> [PROBLEM]
I need the lines from the one with "Reviewer note: confirm that each instance of the rigatoni" through the end of the material, copied exactly and with nothing else included.

> [RECORDS PROVIDED]
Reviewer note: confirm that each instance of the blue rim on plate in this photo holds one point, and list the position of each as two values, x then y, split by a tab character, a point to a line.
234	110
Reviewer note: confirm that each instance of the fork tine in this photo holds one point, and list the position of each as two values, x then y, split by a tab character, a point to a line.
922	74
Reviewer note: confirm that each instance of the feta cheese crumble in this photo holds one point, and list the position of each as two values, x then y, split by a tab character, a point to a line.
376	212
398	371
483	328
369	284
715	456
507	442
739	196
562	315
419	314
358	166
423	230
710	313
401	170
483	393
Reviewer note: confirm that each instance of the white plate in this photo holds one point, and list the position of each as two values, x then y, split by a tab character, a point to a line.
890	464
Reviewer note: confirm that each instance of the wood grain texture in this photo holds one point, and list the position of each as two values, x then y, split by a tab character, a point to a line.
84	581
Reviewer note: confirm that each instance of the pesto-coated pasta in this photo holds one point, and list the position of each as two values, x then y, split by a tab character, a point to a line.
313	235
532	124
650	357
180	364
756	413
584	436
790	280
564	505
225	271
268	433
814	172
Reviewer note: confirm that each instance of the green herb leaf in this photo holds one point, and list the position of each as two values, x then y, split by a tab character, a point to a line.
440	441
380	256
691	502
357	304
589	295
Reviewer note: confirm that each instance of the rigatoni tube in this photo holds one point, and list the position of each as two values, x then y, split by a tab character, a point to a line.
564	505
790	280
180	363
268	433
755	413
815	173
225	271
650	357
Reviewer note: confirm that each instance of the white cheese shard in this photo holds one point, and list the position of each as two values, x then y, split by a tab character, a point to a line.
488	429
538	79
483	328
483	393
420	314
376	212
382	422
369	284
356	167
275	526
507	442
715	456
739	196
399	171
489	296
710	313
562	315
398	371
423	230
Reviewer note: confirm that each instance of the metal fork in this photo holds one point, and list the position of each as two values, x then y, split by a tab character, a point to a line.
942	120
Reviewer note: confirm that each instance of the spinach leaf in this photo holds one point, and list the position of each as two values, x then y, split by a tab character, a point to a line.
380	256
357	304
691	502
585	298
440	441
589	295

> [FINAL ANSWER]
Reviewer note: confirm that each instance of the rigatoni tube in this photo holds one point, and list the position of each as two values, x then y, split by a tab character, a point to a line.
564	505
790	280
180	363
268	433
755	413
815	173
225	271
650	357
Reviewer note: confirm that each instance of the white cheese shard in this photo holds one point, and list the position of each as two values, x then y, split by a tab character, a point to a line.
488	429
538	79
483	328
483	393
420	314
376	212
382	422
369	284
356	167
275	526
507	442
715	456
739	196
399	171
489	296
710	313
562	315
398	371
423	230
Reviewer note: confirm that each instance of the metal fork in this photo holds one point, and list the position of each as two values, x then y, split by a tab character, a point to a line.
942	120
Reviewer note: confirm that each instance of the spinach leaf in this photo holds one point, and list the position of each as two values, x then y, split by a tab character, a point to a line.
380	256
357	304
691	502
585	298
440	441
589	295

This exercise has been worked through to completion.